Records from a dataset
┄┄┄┄┄┄┄┄┄┄
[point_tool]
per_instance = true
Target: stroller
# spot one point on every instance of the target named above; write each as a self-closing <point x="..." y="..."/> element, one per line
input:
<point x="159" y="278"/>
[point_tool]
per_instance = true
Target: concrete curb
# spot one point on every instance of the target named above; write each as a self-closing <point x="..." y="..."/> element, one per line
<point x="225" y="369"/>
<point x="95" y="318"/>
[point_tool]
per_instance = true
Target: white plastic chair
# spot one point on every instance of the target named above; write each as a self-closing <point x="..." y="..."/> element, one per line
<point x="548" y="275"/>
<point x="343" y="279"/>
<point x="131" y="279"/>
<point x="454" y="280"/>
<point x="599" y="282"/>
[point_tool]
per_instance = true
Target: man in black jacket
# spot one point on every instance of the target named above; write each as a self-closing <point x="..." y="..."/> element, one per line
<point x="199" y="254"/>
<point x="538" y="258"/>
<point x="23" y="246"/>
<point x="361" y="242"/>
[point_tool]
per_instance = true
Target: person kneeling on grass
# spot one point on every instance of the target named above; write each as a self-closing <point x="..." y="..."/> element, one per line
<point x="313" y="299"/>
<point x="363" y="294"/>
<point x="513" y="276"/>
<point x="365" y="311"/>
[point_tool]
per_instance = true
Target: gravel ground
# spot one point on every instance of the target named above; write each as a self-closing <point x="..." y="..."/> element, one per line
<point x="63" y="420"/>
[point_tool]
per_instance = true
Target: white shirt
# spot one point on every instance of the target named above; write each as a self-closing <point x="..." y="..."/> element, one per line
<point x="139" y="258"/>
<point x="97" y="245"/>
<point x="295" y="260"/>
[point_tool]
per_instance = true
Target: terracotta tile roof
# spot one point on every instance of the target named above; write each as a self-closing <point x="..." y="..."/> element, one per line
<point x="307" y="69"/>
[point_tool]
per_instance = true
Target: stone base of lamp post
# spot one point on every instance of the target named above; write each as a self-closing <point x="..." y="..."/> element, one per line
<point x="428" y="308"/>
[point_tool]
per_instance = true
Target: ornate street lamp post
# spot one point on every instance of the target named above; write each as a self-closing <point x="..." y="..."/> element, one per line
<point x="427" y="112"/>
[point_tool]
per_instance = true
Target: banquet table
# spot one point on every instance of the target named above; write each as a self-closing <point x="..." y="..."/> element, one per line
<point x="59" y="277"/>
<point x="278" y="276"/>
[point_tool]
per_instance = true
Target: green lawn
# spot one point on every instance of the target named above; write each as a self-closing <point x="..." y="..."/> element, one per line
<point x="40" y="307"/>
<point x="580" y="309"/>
┄┄┄┄┄┄┄┄┄┄
DO THIS
Retype all the records, matching them exactly.

REPLY TO THE TASK
[point_tool]
per_instance = true
Target: stroller
# spot one point on every instance of the target named above; write each as a self-closing <point x="..." y="..."/> element, one per line
input:
<point x="159" y="278"/>
[point_tool]
per_instance = true
Target: concrete curb
# spot one point on every instance of the target named above; write each as a self-closing <point x="..." y="..."/> element, one per line
<point x="225" y="369"/>
<point x="95" y="318"/>
[point_tool]
per_instance = true
Target: white plastic chair
# spot one point on every instance of the target named above; write each as a self-closing <point x="..." y="..."/> element, one per line
<point x="548" y="275"/>
<point x="343" y="279"/>
<point x="131" y="279"/>
<point x="454" y="280"/>
<point x="599" y="282"/>
[point_tool]
per_instance = true
Target: man in black jacket
# spot one point on every instance of the target named above; write each as a self-closing <point x="..." y="..."/> element, one per line
<point x="199" y="254"/>
<point x="538" y="258"/>
<point x="23" y="246"/>
<point x="361" y="242"/>
[point_tool]
per_instance = true
Target: person kneeling on grass
# spot one point on every instance of the target named above; write each as a self-closing <point x="..." y="..."/> element, one per line
<point x="313" y="299"/>
<point x="363" y="294"/>
<point x="513" y="276"/>
<point x="365" y="311"/>
[point_tool]
per_instance = true
Target: gravel ground
# spot one point on every instance of the target named above; write each as a self-closing <point x="..." y="..."/> element, one per line
<point x="63" y="420"/>
[point_tool]
per_instance = true
Target: white shirt
# spot one point on every instance of the target named above; write each as a self-closing <point x="..." y="..."/> element, one per line
<point x="139" y="258"/>
<point x="97" y="245"/>
<point x="295" y="260"/>
[point_tool]
per_instance = true
Target: terracotta tile roof
# spot one point on every instance of the target named above; write each as a self-closing <point x="..." y="..."/> element, one per line
<point x="307" y="69"/>
[point_tool]
per_instance = true
Target: stone base of lamp post
# spot one point on every instance of the target named above; write each as a self-closing <point x="..." y="..."/> element, one per line
<point x="428" y="308"/>
[point_tool]
per_instance = true
Target: ornate street lamp post
# spot one point on every instance of the target named above; write each as a self-closing <point x="..." y="..."/> element, one per line
<point x="427" y="112"/>
[point_tool]
per_instance = true
Target: banquet table
# spot one point on every instance of the target named above; write each as a self-closing <point x="..." y="..."/> element, one per line
<point x="59" y="277"/>
<point x="278" y="276"/>
[point_tool]
per_instance = true
Target: green lawn
# spot one point on every instance of the target named above; write each as a self-closing <point x="..." y="..."/> element, one per line
<point x="40" y="307"/>
<point x="580" y="309"/>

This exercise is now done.